__Material shown__:
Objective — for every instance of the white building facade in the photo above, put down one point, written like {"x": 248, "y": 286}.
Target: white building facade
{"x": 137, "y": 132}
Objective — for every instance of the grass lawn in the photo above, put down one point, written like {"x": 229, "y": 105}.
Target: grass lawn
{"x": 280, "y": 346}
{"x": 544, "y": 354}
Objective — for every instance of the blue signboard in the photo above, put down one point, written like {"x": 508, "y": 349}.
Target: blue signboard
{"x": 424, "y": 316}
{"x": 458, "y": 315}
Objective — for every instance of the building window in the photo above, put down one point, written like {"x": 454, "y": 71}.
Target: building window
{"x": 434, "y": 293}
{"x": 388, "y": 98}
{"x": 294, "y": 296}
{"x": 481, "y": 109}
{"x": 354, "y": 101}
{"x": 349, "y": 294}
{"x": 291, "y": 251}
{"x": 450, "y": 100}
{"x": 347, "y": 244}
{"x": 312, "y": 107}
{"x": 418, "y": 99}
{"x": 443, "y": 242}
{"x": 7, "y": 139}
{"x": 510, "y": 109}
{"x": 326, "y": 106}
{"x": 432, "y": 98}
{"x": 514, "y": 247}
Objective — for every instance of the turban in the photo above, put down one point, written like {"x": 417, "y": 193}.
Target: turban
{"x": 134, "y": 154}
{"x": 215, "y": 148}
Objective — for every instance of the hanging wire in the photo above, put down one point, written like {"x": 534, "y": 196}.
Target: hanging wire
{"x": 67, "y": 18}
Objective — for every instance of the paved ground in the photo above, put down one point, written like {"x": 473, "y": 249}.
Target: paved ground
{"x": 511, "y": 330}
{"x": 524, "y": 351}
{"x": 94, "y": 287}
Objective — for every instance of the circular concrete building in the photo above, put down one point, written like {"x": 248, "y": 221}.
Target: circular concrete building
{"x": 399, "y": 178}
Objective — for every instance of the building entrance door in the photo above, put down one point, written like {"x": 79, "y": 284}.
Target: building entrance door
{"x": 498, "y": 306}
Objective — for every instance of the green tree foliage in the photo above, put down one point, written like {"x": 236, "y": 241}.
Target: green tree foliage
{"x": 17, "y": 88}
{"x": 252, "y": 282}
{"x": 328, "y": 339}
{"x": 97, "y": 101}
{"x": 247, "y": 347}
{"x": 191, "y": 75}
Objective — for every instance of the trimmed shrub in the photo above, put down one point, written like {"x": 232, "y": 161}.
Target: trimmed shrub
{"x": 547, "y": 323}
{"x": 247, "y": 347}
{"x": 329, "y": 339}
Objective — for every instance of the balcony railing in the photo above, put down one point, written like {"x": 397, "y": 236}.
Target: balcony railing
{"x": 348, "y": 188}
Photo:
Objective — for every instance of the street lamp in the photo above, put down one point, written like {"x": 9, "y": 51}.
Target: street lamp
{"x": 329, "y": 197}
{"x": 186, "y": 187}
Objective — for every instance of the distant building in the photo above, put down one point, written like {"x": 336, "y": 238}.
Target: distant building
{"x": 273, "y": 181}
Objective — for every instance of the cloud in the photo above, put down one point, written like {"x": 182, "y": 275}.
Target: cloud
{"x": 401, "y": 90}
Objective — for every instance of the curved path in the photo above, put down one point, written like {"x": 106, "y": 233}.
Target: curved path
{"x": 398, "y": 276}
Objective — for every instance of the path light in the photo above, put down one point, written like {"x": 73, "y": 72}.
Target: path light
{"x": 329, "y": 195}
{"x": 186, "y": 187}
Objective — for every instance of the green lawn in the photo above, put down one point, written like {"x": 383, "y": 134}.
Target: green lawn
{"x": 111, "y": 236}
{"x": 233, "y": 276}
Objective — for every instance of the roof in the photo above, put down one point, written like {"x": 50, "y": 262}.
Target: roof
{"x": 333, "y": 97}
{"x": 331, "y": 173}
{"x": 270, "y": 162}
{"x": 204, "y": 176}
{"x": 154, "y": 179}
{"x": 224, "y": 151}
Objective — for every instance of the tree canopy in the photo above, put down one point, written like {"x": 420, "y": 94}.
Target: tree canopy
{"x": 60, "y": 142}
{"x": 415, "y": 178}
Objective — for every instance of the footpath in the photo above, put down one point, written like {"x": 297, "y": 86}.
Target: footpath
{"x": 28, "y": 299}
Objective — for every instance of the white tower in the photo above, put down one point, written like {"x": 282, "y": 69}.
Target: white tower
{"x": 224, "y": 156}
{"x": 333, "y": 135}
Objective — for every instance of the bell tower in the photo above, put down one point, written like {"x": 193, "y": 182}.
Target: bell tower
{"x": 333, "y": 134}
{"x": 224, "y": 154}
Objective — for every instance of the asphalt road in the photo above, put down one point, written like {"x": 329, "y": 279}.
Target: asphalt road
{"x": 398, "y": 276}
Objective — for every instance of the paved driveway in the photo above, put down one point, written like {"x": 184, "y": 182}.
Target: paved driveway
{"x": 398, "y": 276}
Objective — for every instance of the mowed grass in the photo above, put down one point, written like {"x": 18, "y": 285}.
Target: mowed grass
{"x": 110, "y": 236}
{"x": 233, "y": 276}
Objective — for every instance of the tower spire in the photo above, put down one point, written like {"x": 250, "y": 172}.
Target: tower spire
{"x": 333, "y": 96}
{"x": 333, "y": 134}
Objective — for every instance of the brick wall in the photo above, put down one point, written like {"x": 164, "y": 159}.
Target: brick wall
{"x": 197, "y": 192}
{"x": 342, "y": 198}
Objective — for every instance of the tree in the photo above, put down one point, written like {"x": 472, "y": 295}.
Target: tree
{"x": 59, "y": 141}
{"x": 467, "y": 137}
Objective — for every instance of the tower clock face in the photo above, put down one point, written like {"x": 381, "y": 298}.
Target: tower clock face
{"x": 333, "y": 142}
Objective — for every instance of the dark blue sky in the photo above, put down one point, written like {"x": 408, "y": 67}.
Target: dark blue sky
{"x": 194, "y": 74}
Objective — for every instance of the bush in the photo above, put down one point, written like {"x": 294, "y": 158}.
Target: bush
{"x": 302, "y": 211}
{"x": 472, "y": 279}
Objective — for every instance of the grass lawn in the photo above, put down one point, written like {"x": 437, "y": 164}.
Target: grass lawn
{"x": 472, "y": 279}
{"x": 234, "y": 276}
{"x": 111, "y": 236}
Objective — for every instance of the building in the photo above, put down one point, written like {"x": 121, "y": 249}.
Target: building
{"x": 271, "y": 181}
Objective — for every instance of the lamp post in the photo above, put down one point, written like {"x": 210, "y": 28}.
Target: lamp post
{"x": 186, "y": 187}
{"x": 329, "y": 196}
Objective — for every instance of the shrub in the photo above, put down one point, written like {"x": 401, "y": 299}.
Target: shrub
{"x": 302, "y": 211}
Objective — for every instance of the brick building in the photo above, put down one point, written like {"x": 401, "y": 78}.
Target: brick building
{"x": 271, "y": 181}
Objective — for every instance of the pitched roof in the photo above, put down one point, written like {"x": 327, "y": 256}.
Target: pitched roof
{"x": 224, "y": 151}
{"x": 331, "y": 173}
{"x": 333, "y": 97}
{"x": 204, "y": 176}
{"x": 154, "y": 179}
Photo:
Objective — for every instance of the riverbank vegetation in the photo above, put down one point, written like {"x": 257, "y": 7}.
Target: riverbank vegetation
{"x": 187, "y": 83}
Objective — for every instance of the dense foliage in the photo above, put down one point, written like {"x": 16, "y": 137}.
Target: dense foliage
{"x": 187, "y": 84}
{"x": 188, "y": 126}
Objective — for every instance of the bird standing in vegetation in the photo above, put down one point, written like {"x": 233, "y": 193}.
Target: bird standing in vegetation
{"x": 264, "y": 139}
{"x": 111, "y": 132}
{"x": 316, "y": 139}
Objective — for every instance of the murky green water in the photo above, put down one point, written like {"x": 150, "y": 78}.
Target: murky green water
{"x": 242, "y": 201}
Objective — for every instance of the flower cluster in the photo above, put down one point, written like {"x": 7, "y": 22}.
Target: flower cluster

__Directions for this task__: Everything from the line containing "Objective — for every instance of the dense" through the final line of the listing, inclusive, must be reproduced exactly; leave out the rest.

__Exercise response__:
Objective — for every instance of the dense foliage in the photo above, put down one point, written like {"x": 16, "y": 137}.
Target: dense foliage
{"x": 187, "y": 84}
{"x": 188, "y": 126}
Objective — for every instance of the bird standing in vegetation in the photo above, put down one point, written like {"x": 233, "y": 193}.
Target: bird standing in vegetation
{"x": 264, "y": 139}
{"x": 111, "y": 132}
{"x": 316, "y": 139}
Objective — for every instance of the murky green water in the photo above, put down one point, written like {"x": 150, "y": 78}.
Target: murky green water
{"x": 242, "y": 201}
Objective — for every instance of the flower cluster in the photo above, put down one point, written like {"x": 7, "y": 22}.
Target: flower cluster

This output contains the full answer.